--- ACTIVITY ---
Please give the data again in full, exactly as provided.

DATA TO PROCESS START

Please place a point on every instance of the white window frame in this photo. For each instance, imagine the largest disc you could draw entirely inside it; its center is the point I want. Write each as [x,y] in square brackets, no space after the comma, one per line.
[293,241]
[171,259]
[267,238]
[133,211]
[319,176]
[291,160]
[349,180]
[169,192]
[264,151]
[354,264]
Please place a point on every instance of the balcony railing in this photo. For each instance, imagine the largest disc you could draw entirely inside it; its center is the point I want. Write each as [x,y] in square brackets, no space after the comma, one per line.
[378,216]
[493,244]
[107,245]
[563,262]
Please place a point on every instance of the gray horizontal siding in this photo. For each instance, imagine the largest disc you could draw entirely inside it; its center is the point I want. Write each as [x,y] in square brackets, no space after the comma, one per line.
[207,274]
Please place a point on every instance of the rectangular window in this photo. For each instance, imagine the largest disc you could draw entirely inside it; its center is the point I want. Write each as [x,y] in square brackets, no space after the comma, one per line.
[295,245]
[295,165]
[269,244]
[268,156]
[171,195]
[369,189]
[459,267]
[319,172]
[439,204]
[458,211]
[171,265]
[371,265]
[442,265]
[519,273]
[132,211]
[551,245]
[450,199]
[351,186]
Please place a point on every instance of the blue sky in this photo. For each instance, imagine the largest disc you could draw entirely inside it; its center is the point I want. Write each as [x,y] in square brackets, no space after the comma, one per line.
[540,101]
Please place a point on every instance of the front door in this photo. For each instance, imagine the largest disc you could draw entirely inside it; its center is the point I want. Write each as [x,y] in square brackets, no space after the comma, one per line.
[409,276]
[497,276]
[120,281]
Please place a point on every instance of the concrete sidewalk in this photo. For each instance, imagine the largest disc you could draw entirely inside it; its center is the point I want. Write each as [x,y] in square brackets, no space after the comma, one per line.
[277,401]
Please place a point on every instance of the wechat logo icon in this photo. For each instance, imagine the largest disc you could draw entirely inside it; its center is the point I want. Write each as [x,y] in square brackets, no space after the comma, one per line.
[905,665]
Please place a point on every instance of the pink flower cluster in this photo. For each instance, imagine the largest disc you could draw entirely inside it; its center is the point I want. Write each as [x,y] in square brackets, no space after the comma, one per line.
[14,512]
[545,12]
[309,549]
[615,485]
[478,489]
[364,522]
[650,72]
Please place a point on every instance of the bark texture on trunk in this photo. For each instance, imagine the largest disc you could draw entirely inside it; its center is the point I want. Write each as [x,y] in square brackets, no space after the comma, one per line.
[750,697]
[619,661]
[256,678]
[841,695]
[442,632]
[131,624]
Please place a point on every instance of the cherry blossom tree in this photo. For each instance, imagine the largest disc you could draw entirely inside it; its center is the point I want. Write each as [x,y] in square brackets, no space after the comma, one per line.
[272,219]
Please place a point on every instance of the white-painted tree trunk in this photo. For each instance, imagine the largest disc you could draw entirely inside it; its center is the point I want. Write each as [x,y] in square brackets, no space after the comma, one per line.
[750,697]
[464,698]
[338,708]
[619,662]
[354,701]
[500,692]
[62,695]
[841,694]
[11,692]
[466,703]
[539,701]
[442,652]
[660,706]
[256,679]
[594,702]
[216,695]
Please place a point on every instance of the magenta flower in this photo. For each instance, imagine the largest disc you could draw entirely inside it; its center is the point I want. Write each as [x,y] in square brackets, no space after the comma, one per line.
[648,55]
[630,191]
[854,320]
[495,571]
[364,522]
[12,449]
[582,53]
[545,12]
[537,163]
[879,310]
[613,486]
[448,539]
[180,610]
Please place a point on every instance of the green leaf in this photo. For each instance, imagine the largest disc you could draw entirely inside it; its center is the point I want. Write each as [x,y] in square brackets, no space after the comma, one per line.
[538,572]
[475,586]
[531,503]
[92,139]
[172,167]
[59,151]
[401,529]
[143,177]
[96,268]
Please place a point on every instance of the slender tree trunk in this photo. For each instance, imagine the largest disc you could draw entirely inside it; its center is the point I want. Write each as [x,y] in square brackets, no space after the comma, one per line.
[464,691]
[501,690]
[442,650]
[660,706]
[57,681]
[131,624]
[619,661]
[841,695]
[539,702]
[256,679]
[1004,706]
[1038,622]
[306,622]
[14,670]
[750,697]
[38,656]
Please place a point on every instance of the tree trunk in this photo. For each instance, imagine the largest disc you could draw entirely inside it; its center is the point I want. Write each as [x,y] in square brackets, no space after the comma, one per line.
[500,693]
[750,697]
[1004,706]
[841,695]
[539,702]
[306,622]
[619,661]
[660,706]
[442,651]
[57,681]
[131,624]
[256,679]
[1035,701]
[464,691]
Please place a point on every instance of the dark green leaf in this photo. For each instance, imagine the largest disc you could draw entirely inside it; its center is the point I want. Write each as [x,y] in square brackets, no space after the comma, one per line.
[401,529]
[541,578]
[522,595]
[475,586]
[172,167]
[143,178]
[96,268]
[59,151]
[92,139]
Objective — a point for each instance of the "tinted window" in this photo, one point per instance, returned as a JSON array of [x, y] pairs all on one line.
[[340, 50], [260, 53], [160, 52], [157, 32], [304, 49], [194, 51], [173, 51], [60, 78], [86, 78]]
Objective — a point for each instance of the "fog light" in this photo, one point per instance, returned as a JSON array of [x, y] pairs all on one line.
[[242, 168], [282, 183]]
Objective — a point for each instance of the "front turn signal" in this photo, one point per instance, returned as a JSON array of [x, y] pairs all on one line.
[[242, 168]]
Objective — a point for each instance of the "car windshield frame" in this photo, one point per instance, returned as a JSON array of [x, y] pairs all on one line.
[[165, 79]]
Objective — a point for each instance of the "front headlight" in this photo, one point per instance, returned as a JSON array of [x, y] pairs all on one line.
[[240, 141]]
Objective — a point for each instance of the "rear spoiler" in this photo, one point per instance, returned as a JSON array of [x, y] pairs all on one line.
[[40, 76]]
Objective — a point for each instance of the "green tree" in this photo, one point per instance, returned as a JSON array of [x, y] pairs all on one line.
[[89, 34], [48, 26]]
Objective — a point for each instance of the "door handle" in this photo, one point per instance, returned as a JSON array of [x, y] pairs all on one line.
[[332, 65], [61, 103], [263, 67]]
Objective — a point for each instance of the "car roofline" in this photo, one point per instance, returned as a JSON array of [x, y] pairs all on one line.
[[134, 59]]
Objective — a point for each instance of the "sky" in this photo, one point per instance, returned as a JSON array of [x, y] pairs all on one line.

DATA TO PROCESS END

--- ANSWER TO THE PROBLEM ---
Please place a point on every instance of the white window frame in this photo. For each instance, imagine the largest disc you could draw entirely inside it; its center is the point I want. Write each as [x,y] in square brackets, no space after the comma, one per line.
[293,241]
[171,259]
[267,238]
[133,211]
[319,176]
[291,160]
[349,180]
[169,192]
[264,151]
[354,264]
Please place a point on every instance of the balcony railing in this photo. For each instance, imagine the largest disc you could draw entirely inside it; its center is the point I want. Write each as [x,y] in square brackets, no space after the comma, one per line.
[378,216]
[493,244]
[107,245]
[563,262]
Please place a point on every instance of the gray horizontal siding in this photo. For each instance, imagine the largest disc you could draw entirely inside it; its center is the point I want. Write each as [x,y] in square brackets, no space after the comma, one per line.
[207,274]
Please place a point on every instance of the rectangular window in this photo. For each instance, imagine the largest disc you could draw entirely inside it; its center is the point I want. Write each as [x,y] in square brackets, no space after the comma, one per line.
[295,245]
[295,165]
[269,244]
[268,156]
[171,195]
[369,189]
[459,267]
[319,172]
[439,204]
[458,211]
[171,265]
[371,265]
[442,265]
[519,273]
[132,211]
[551,245]
[450,199]
[351,186]
Please place a point on every instance of the blue sky in this photo. For each instance, imagine the largest disc you could draw entirely inside it; its center is the point I want. Write each as [x,y] in square brackets, no space after the comma, one per line.
[540,101]
Please place a point on every instance of the front door in this photo. For each instance, imagine the largest disc you could draw entirely inside it; its center is the point I want. Write each as [x,y] in square brackets, no space after the comma, one per line.
[409,276]
[497,276]
[120,281]
Please place a point on every instance of the concrete sidewalk in this photo. For each instance, imagine the largest disc you could draw entirely inside it; its center is the point I want. Write each as [x,y] in square brackets, no space after the comma, one per line.
[277,401]
Please place a point on every instance of the wechat logo icon in this photo. For each instance, imagine the largest disc you could draw entirely inside it; its center is the point I want. Write each as [x,y] in square brackets, no space after the comma, one per line.
[905,665]
Please place a point on every instance of the pink flower cluster in this photo. For each instance, imagine the largest disc you could draw entirely inside it; its center is the point I want. Write each as [x,y] in square brackets, no space after the comma, one per line.
[14,512]
[545,12]
[309,549]
[615,485]
[478,489]
[364,522]
[650,72]
Please place a point on every instance of the bark texture on trunk in this photo. For each instance, imagine the largest disc you could draw entirely inside it; its center is the point I want. Write each as [x,y] in square brackets, no space after the comma, one per line.
[750,697]
[619,661]
[256,678]
[841,695]
[442,632]
[131,624]
Please place a point on every instance of the cherry blossom tree in this photo. For each instance, imagine the largest disc you could draw entirely inside it; its center is the point I want. Write each as [x,y] in square brackets, no space after the comma, one per line.
[272,219]
Please place a point on every instance of the white-painted tree trunk in this photo. For each instance, imagine the largest disc you could draw entirely inside it; its center is the point I want. Write each as [x,y] in square brackets, no space after the comma, one per line.
[750,697]
[464,698]
[338,708]
[619,662]
[354,701]
[500,692]
[62,695]
[841,694]
[11,692]
[466,703]
[539,701]
[442,652]
[660,706]
[256,679]
[594,702]
[216,695]
Please place a point on every instance of the magenta flower in this photo. For each instance, imagine the largest disc you could draw entirely inside it; its center is the point I want. Write each as [x,y] in square brackets, no space after the comma, one per line.
[648,55]
[630,191]
[854,320]
[495,571]
[364,522]
[12,449]
[582,53]
[545,12]
[537,163]
[879,310]
[613,486]
[448,539]
[180,610]
Please place a point on every instance of the green leaf in this photo. For each instance, imagine the largest disc you could draw entirely inside it; its center is the point I want. Write each as [x,y] in square brackets, no space after the comma, one per line.
[538,572]
[475,586]
[531,503]
[92,139]
[172,167]
[59,151]
[401,529]
[143,177]
[96,268]
Please place a point on every instance of the slender tree trunk in this photo. For each instance, imagine the largest disc you could draw entirely inside it; its center is the point I want. Write each as [x,y] in square brackets, no space after the comma, one per line.
[464,691]
[501,690]
[442,650]
[660,706]
[57,681]
[131,624]
[619,661]
[841,695]
[539,702]
[256,679]
[1004,706]
[1038,622]
[306,622]
[14,670]
[750,697]
[38,656]
Please place a point on every instance of the tree trunk in this photo. For each instance, imagine the largest disc you could draw entirely inside it; its center is the point I want. Write each as [x,y] in square brackets, no space after the comma, one per line.
[500,693]
[750,697]
[1004,706]
[841,695]
[539,702]
[306,622]
[619,661]
[660,706]
[442,651]
[57,681]
[131,624]
[256,679]
[1035,701]
[464,691]
Please place a point on every instance of the dark green leaf in this photo. For each instance, imagine the largest disc you could draw entirely inside it; its center is the point I want. Write each as [x,y] in square brackets, no space after the comma, one per line.
[401,529]
[541,578]
[522,595]
[475,586]
[172,167]
[143,178]
[96,268]
[59,151]
[92,139]
Objective — a point for each instance of the "tinted window" in this photo, one point per instance, returned as a JSON array of [x, y] pairs all on one line.
[[340, 50], [260, 53], [160, 52], [157, 32], [304, 49], [194, 51], [173, 51], [60, 78], [86, 78]]
Objective — a point for each instance of the "fog light" in this photo, one point per instance, returned as a JSON array of [x, y] pairs all on one line.
[[242, 168], [282, 183]]
Objective — a point for each instance of the "front turn signal" in this photo, one point per instance, returned as a JSON array of [x, y] pairs all on one line.
[[242, 168]]
Objective — a point for each instance of the "car windshield frame" in this photo, one point per instance, returned as a JSON array of [x, y] pairs all on one line.
[[165, 79]]
Objective — a point for each instance of the "front headlight" in this photo, one point per instance, returned as a JSON array of [x, y] pairs all on one line.
[[240, 141]]
Objective — a point for each instance of the "rear spoiler" in this photo, one point per instance, returned as a JSON array of [x, y] pairs all on one line.
[[40, 76]]
Objective — a point for each instance of the "green tree" in this photo, one point per instance, returned as a JSON array of [x, y] pairs all on one line.
[[89, 34], [48, 26]]
Objective — a point for each instance of the "door handle" in this photo, one point per instance, returned as a JSON array of [x, y] pairs all on one line.
[[332, 65], [61, 103], [263, 67]]
Objective — a point for each instance of the "car roofline" in this photo, one point per instance, returned as a JSON array of [x, y] pairs all on one line.
[[134, 59]]
Objective — a point for each instance of the "sky" in this photo, one point per instance, returned as a JSON array of [x, y] pairs all on one line.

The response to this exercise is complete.